--- SUPPLIED RECORDS ---

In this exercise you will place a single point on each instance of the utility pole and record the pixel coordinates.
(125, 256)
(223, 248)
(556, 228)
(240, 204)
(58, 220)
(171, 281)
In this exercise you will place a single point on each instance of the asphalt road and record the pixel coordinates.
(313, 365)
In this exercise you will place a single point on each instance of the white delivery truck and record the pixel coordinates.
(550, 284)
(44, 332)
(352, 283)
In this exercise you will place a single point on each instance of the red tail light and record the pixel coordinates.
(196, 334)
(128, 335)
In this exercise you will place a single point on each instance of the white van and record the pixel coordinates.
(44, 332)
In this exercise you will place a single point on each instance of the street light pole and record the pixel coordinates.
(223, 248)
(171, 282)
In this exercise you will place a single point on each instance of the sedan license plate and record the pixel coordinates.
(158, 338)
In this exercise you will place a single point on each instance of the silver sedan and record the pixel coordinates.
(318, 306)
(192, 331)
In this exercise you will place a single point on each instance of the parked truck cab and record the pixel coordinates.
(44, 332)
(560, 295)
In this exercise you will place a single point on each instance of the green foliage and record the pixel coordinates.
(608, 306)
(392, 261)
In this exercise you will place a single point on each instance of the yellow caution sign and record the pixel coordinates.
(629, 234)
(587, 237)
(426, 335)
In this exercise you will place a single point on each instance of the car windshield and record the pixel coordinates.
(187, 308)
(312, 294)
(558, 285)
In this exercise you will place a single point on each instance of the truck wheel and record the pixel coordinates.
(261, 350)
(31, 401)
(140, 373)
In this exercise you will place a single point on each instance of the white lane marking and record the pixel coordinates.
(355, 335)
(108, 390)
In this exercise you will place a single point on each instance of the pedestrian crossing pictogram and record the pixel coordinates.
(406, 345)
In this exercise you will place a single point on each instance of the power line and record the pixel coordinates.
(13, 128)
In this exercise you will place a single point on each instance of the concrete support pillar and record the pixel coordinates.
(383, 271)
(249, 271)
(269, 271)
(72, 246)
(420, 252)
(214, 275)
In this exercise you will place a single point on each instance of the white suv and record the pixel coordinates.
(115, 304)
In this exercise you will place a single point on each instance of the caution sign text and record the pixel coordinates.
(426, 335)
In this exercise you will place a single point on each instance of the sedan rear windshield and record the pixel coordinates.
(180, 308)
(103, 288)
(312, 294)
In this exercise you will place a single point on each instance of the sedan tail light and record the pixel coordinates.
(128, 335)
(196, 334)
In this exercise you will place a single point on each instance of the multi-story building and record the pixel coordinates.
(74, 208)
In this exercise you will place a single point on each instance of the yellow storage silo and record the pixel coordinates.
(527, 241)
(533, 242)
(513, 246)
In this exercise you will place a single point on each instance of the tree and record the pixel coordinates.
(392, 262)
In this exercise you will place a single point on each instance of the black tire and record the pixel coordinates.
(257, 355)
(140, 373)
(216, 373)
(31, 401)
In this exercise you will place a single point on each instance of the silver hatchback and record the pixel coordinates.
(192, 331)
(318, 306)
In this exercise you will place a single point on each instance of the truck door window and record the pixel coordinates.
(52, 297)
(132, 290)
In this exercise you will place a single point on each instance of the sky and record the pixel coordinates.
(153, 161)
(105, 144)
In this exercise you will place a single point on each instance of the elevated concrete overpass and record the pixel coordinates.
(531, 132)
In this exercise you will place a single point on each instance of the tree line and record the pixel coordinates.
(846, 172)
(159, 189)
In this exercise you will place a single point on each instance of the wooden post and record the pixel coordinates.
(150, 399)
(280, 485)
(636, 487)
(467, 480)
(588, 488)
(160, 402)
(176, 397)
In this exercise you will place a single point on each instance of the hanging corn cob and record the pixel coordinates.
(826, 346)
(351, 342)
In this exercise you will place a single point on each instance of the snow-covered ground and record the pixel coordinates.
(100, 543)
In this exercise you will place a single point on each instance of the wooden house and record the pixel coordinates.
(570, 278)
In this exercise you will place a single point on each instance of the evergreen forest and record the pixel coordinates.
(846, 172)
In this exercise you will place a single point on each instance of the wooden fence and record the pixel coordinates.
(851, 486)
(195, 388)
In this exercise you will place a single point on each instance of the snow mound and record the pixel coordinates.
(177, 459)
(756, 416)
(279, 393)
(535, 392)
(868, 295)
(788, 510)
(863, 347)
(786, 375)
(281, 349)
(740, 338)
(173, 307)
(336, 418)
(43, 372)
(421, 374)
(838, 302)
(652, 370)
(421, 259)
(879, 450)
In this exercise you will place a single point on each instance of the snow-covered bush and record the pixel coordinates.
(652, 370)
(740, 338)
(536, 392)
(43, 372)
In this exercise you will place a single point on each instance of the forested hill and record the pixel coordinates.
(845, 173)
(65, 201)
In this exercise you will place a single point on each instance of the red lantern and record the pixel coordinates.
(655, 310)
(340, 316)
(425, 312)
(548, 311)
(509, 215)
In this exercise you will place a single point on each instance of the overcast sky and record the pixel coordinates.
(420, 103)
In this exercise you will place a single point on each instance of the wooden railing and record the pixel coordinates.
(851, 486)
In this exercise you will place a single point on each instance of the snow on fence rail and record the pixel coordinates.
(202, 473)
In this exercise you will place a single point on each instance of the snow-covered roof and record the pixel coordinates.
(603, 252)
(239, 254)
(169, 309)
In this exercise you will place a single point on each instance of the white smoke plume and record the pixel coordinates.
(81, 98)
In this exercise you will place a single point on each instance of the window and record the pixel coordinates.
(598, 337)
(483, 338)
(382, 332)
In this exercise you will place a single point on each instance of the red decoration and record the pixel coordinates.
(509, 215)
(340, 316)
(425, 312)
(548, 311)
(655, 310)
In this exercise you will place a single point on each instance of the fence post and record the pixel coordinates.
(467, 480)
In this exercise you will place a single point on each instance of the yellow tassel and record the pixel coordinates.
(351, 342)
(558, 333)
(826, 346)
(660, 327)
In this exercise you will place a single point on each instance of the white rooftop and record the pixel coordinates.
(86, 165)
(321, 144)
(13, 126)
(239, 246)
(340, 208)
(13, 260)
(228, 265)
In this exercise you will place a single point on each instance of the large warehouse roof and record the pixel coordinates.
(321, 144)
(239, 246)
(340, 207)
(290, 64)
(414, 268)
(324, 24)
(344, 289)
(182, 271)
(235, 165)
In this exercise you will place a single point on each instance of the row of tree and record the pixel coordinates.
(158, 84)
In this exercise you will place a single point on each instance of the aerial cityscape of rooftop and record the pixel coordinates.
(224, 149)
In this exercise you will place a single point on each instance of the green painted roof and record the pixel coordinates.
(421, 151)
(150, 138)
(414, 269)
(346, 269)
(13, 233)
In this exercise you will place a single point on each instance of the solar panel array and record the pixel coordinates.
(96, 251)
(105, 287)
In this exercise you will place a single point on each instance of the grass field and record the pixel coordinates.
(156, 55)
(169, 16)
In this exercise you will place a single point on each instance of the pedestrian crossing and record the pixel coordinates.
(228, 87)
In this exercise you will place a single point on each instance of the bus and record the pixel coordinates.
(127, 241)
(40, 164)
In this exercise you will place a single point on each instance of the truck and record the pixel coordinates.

--- GOAL OF THE EXERCISE ---
Return the whole listing, keeping every word as it is.

--- ANSWER TO THIS TASK ---
In this exercise you will place a single point on each instance of the utility pole and record the pixel coordinates.
(125, 256)
(223, 248)
(556, 228)
(240, 204)
(58, 220)
(171, 281)
In this exercise you will place a single point on each instance of the asphalt road and record the pixel coordinates.
(313, 365)
In this exercise you will place a single point on each instance of the white delivery truck and record the pixel coordinates.
(550, 284)
(44, 332)
(352, 283)
In this exercise you will place a single point on each instance of the red tail light and record the pixel coordinates.
(196, 334)
(128, 335)
In this exercise you will place a single point on each instance of the white van and record the pixel coordinates.
(44, 332)
In this exercise you will place a single point on each instance of the street light pole and record the pixel coordinates.
(223, 248)
(171, 282)
In this exercise you will place a single point on each instance of the sedan license plate and record the pixel coordinates.
(158, 338)
In this exercise you will place a single point on each instance of the silver sedan and record the pixel coordinates.
(318, 306)
(192, 331)
In this exercise you will place a single point on each instance of the parked truck cab and record the pixel coordinates.
(44, 332)
(560, 295)
In this exercise you will place a single point on each instance of the green foliage and record the pixel coordinates.
(608, 306)
(392, 261)
In this exercise you will place a single point on each instance of the yellow caution sign and record the pixel coordinates.
(629, 234)
(587, 237)
(426, 335)
In this exercise you will place a single point on each instance of the car windshield and record the pixel coordinates.
(187, 308)
(312, 294)
(558, 285)
In this exercise you will place a single point on each instance of the truck wheel and record the pixel coordinates.
(261, 350)
(31, 401)
(140, 373)
In this exercise you will place a single point on each instance of the white lane marking and record the pixel coordinates.
(355, 335)
(108, 390)
In this exercise you will place a single point on each instance of the pedestrian crossing pictogram and record the pixel coordinates.
(406, 345)
In this exercise you will place a single point on each instance of the power line and record the pixel coordinates.
(13, 128)
In this exercise you will place a single point on each instance of the concrete support pillar and record the pixel coordinates.
(383, 271)
(249, 271)
(269, 271)
(72, 246)
(420, 252)
(214, 275)
In this exercise you will place a single point on each instance of the white suv and record the pixel coordinates.
(115, 304)
In this exercise you will place a single point on each instance of the caution sign text and record the pixel coordinates.
(426, 335)
In this exercise you will place a single point on each instance of the sedan rear windshield and record the pixel coordinates.
(180, 308)
(103, 288)
(312, 294)
In this exercise you will place a single point on each instance of the sedan tail light and record the pixel coordinates.
(128, 335)
(196, 334)
In this exercise you will place a single point on each instance of the multi-story building and record the pixel coordinates.
(74, 208)
In this exercise you will place a single point on each instance of the yellow storage silo and record the pixel coordinates.
(527, 241)
(533, 242)
(513, 246)
In this exercise you will place a single point on each instance of the tree and record the pixel coordinates.
(392, 262)
In this exercise you will place a single point on each instance of the black tire and record the pixel coordinates.
(257, 355)
(140, 373)
(216, 373)
(31, 401)
In this exercise you will place a single point on each instance of the silver hatchback and record the pixel coordinates.
(192, 331)
(318, 306)
In this exercise you will place a single point on each instance of the truck door window and record the pixel coordinates.
(52, 297)
(132, 290)
In this exercise you will place a single point on each instance of the sky and record the pixel coordinates.
(153, 161)
(105, 144)
In this exercise you will place a single point on each instance of the elevated concrete overpass and record the pixel coordinates.
(531, 132)
In this exercise you will place a single point on each instance of the tree line and record the pixel coordinates.
(846, 172)
(159, 189)
In this exercise you will place a single point on each instance of the wooden post and record the pixel coordinates.
(150, 399)
(280, 485)
(636, 487)
(467, 480)
(588, 488)
(160, 402)
(176, 397)
In this exercise you will place a single point on each instance of the hanging corn cob and record the pixel coordinates.
(826, 346)
(351, 342)
In this exercise you will place a single point on each instance of the snow-covered ground and record the pixel coordinates.
(100, 543)
In this exercise you will place a single point on each instance of the wooden house and record the pixel coordinates.
(570, 278)
In this exercise you will place a single point on each instance of the evergreen forest and record the pixel coordinates.
(846, 172)
In this exercise you will place a single point on each instance of the wooden fence and record the pixel coordinates.
(851, 486)
(195, 388)
In this exercise you will place a single point on each instance of the snow mound and record the pixel coordinates.
(177, 459)
(756, 416)
(279, 393)
(535, 392)
(868, 295)
(788, 510)
(863, 347)
(786, 375)
(281, 349)
(740, 338)
(173, 307)
(336, 418)
(43, 372)
(421, 374)
(838, 302)
(652, 370)
(421, 259)
(879, 450)
In this exercise you will place a single point on each instance of the snow-covered bush and record the pixel coordinates.
(652, 370)
(740, 338)
(536, 392)
(43, 372)
In this exercise you will place a single point on each instance of the forested hill and record the pixel coordinates.
(845, 173)
(65, 201)
In this exercise you will place a single point on each instance of the red lantern and record the pixel coordinates.
(655, 310)
(340, 316)
(425, 312)
(548, 311)
(509, 215)
In this exercise you will place a single point on each instance of the overcast sky and record the pixel coordinates.
(420, 103)
In this exercise you will place a single point on each instance of the wooden railing and record the pixel coordinates.
(851, 486)
In this exercise you will place a single point on each instance of the snow on fence rail and record the pixel coordinates.
(202, 473)
In this exercise you will place a single point on each instance of the snow-covered roof and record the pixel coordinates.
(603, 252)
(239, 254)
(169, 309)
In this exercise you will place a single point on each instance of the white smoke plume and record the pixel coordinates.
(81, 98)
In this exercise you will place a single point on each instance of the window and record the pixel coordinates.
(598, 337)
(483, 338)
(382, 332)
In this exercise you will place a single point on each instance of the red decoration and record the pixel coordinates.
(509, 215)
(340, 316)
(425, 312)
(548, 311)
(655, 310)
In this exercise you will place a single point on each instance of the fence post and record the pixel coordinates.
(467, 480)
In this exercise you will place a single point on each instance of the yellow tassel and record the pixel coordinates.
(351, 342)
(558, 333)
(826, 346)
(660, 327)
In this exercise you will place a single point on each instance of the white rooftop and record the pixel coordinates.
(86, 165)
(321, 144)
(13, 126)
(239, 246)
(340, 208)
(13, 260)
(228, 265)
In this exercise you will place a single point on each instance of the large warehouse roof and record the pixel coordinates.
(321, 144)
(239, 246)
(340, 207)
(290, 64)
(414, 268)
(324, 24)
(344, 289)
(182, 271)
(235, 165)
In this exercise you will place a single point on each instance of the row of tree and record the pixel coordinates.
(158, 84)
In this exercise you will place a single point on each instance of the aerial cityscape of rooftop and record the pixel coordinates.
(224, 149)
In this exercise you will place a single point on each instance of the green painted roof and record the pixel coordinates.
(421, 151)
(150, 138)
(414, 269)
(346, 269)
(13, 233)
In this exercise you will place a single point on each instance of the solar panel array and record the pixel coordinates.
(96, 251)
(105, 287)
In this exercise you will place a single point on each instance of the grass field and record the pixel coordinates.
(156, 55)
(169, 16)
In this exercise you will place a single point on each instance of the pedestrian crossing and record the pixel coordinates.
(228, 87)
In this exercise you will place a single point on each instance of the bus and record the pixel coordinates.
(127, 241)
(40, 164)
In this exercise you will place a single point on each instance of the truck and record the pixel coordinates.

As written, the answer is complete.